** begin Given records **
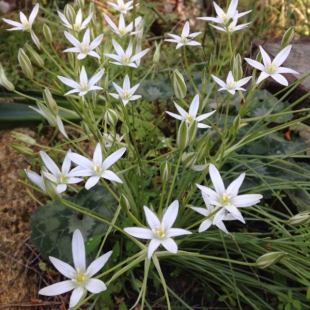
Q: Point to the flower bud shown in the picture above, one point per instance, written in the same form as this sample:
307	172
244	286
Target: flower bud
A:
202	149
35	39
50	102
182	137
70	14
192	130
236	122
110	117
80	3
165	171
47	34
4	81
156	56
22	149
300	218
36	58
189	159
51	189
25	64
237	67
124	203
269	259
178	84
287	38
22	137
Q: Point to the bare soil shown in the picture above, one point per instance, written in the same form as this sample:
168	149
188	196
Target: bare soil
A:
20	278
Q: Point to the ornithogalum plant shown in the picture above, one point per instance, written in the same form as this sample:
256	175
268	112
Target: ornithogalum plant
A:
144	153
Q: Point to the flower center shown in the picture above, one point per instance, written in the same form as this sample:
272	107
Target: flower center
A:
125	59
84	86
76	26
84	47
231	84
225	18
25	24
231	28
123	31
225	199
190	118
126	94
159	231
97	168
80	278
184	39
271	68
63	178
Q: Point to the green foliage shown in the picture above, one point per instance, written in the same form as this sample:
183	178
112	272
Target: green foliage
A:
53	224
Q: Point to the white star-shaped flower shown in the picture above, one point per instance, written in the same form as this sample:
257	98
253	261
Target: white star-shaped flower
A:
125	58
186	38
60	178
84	48
227	199
111	139
210	220
225	18
121	6
25	24
97	168
191	115
126	93
53	118
272	68
231	85
80	278
160	232
232	27
84	86
79	24
122	29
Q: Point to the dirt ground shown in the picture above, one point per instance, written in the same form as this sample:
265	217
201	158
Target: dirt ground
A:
20	278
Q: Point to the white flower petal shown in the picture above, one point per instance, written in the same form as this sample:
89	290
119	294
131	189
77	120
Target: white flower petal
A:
171	214
153	245
49	164
174	232
95	286
205	225
110	160
63	267
78	251
170	245
92	181
216	179
97	264
281	57
110	175
234	186
247	200
76	296
57	288
151	218
139	232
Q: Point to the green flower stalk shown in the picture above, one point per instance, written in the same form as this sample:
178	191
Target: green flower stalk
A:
269	259
36	58
178	84
25	63
47	34
4	81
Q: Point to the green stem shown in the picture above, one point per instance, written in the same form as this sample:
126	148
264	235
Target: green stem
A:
188	72
162	278
174	177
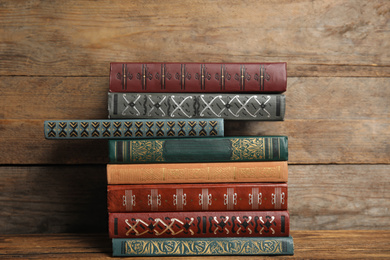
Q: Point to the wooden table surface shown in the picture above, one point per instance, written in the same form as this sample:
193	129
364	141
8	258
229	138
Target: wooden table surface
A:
351	244
54	64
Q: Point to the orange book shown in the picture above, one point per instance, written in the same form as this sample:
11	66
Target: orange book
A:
274	171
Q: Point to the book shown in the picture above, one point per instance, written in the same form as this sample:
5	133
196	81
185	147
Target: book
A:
214	246
133	129
198	77
214	172
199	224
197	197
190	105
211	149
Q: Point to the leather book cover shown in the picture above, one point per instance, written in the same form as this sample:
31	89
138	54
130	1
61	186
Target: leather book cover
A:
211	149
214	172
209	246
132	129
199	224
197	197
198	77
210	105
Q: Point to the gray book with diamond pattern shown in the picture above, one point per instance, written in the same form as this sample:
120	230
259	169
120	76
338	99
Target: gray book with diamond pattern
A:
178	105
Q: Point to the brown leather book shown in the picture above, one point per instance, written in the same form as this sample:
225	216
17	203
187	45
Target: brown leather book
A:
199	224
198	77
197	197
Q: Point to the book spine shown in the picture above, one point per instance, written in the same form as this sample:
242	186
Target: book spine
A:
198	78
237	172
133	129
219	149
199	224
213	246
197	197
209	105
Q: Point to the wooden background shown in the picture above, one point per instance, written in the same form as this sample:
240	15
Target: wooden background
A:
54	64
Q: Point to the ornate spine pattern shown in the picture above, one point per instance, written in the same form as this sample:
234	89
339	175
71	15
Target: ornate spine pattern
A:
203	246
223	149
237	172
132	129
199	224
178	105
197	197
198	78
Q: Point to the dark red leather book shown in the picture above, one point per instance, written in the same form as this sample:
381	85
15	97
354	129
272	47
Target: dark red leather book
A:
199	224
198	77
197	197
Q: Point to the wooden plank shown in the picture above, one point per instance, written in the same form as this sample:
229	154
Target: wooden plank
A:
332	38
357	244
86	98
63	199
335	197
53	199
310	142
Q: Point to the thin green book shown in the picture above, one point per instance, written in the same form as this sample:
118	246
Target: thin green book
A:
213	149
217	246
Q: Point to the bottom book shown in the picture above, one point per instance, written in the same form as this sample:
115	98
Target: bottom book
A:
203	246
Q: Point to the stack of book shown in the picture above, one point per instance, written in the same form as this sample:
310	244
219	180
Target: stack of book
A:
176	184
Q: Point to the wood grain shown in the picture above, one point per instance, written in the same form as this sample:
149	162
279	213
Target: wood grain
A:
80	38
354	244
310	142
72	199
86	98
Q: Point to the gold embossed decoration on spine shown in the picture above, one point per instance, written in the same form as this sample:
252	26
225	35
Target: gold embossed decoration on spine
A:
202	247
248	148
146	151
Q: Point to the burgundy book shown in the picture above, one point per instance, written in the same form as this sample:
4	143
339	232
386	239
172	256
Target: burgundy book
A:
198	77
199	224
197	197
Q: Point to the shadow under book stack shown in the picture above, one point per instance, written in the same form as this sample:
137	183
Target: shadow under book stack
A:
176	184
184	188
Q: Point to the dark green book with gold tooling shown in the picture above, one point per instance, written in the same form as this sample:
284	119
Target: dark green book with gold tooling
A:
203	246
133	129
212	149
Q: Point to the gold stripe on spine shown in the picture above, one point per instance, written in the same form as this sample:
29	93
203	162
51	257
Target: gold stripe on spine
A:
162	76
255	201
153	199
202	72
128	200
230	199
146	151
248	148
242	77
277	198
179	199
183	76
223	68
144	76
205	199
124	76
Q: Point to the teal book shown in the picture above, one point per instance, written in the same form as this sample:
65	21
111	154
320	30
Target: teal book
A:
217	246
195	105
133	129
212	149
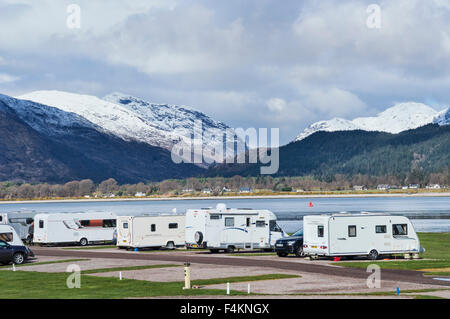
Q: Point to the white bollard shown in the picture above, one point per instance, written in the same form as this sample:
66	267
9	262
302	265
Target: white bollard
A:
187	276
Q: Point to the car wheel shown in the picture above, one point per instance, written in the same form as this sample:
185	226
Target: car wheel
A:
83	242
373	255
299	251
18	258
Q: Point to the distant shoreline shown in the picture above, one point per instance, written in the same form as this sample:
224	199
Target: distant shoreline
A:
218	198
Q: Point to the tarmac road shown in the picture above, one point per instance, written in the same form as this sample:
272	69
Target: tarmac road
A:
386	274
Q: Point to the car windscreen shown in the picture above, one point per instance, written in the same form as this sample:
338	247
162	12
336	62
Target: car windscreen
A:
298	233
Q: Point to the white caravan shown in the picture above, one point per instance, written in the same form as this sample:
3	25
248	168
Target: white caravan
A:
150	231
362	234
3	219
81	228
20	221
228	229
9	235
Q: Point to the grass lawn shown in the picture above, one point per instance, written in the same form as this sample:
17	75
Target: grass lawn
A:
26	285
45	263
251	254
437	247
102	270
91	247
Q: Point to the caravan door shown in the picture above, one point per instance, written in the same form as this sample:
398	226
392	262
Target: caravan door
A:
124	231
261	233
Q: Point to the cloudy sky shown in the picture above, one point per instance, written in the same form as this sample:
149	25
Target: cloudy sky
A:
252	63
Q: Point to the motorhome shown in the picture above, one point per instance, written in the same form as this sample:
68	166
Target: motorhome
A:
228	229
81	228
361	234
150	231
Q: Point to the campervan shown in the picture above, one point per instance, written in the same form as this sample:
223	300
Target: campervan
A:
228	229
361	234
81	228
150	231
20	221
9	235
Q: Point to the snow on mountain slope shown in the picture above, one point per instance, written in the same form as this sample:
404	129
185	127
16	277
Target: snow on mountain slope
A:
336	124
45	119
443	117
131	118
398	118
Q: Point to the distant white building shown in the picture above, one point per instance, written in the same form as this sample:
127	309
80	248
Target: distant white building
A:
245	190
207	191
** end Given records **
Challenge:
In the listing above, find the line containing "Q: Point to the campervan" and please quote exactly that line through the last one, and no other lines.

Answer for this exercise:
Q: Point to the campervan shown in the picture above, one point per instance, written in the same form as this sample:
223	300
Target: campervan
A:
228	229
361	234
81	228
150	231
20	221
9	235
Q: Point to the snow on mountain slope shown in the picture above, one point per instance, written in the same form as this sample:
404	129
185	127
16	277
Target: snow on mountain slope
A:
336	124
45	119
443	117
131	118
398	118
Q: Point to the distant white building shown in the picture above, one point per instance, written in the same form as this sample:
127	309
80	248
Target: distant white building
A:
245	190
207	191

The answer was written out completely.